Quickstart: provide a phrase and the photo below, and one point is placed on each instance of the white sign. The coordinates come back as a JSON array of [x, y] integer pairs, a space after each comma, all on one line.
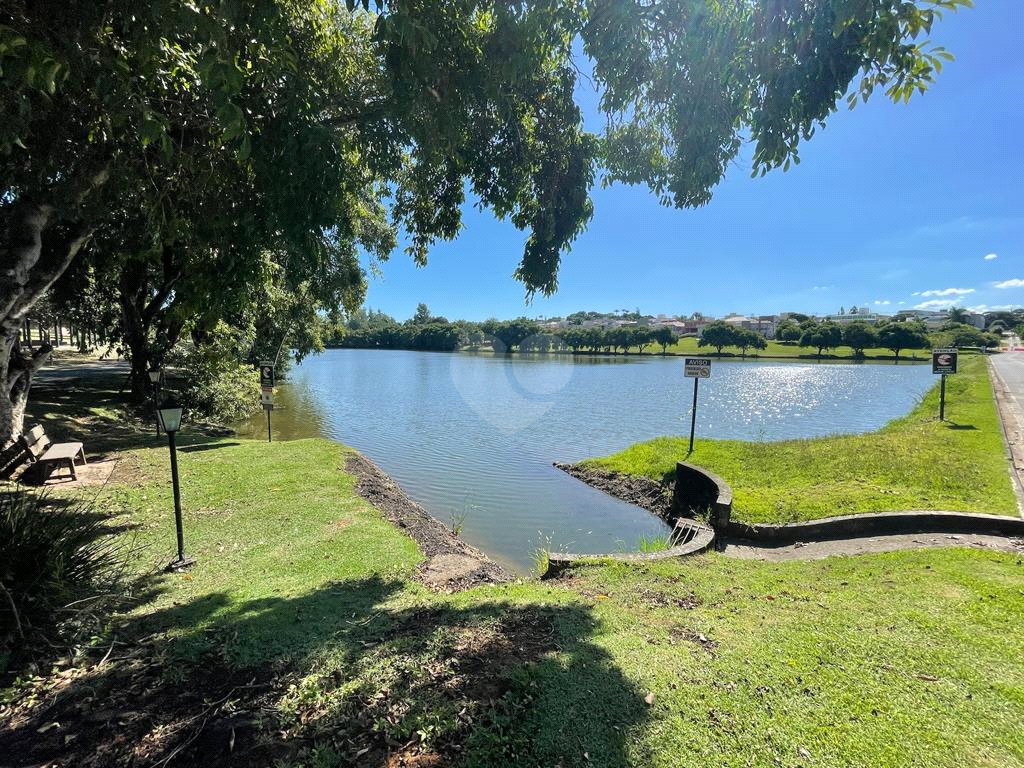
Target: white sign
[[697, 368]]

* * *

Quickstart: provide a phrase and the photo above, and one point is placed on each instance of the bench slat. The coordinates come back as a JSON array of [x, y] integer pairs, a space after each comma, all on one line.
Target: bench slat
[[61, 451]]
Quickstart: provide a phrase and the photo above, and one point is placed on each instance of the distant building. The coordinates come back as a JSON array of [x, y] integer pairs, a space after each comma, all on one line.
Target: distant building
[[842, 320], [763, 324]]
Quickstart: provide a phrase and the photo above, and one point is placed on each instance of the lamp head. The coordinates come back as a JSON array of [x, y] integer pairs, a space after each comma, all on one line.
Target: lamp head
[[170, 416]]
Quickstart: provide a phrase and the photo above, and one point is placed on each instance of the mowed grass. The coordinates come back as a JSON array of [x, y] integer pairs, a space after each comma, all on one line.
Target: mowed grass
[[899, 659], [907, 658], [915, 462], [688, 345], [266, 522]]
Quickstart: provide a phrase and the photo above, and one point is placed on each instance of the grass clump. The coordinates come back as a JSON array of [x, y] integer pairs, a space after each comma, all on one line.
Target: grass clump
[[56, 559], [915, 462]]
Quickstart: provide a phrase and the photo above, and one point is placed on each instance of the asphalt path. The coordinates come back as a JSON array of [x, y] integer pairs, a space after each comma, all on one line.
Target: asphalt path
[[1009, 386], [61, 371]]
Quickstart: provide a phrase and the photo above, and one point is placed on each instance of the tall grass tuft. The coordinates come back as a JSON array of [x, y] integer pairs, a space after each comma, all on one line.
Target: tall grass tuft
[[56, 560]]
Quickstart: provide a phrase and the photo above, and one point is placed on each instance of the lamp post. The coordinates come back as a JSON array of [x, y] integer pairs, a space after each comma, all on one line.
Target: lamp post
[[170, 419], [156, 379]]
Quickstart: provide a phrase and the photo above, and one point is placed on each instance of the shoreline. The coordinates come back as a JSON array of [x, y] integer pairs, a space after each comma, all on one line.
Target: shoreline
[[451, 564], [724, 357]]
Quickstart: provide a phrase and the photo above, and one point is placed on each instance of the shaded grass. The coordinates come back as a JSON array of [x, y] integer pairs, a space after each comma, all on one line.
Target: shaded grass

---

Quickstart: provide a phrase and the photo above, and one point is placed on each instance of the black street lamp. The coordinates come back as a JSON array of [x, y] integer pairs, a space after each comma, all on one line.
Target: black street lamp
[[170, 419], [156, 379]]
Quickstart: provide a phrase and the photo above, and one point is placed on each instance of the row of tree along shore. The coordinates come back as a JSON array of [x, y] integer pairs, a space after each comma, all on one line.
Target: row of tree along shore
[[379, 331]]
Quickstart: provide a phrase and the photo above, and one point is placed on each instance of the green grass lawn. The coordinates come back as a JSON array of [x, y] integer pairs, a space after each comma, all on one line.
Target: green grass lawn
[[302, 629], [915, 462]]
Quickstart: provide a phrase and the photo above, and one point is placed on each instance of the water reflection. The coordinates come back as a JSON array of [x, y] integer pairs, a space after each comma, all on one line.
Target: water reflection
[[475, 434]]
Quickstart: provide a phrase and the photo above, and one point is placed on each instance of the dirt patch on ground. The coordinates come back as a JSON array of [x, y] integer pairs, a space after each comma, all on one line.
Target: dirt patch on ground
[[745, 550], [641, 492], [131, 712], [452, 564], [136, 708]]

* WRITTEN PROBLEM
Please quote the lines word for word, starting with the line that contains "Quickstart: provide a phrase and the photo below, and" and stopping after the line that contains "[[697, 368]]". Leave any picture out of your answer.

* SOLUTION BELOW
Quickstart: provide a phrase and the photo below, and one point is placed on each instance of the white sign. The coordinates come back as a JSON array of [x, y] integer pairs, a space after each comma, all on one line.
Target: white sign
[[697, 368]]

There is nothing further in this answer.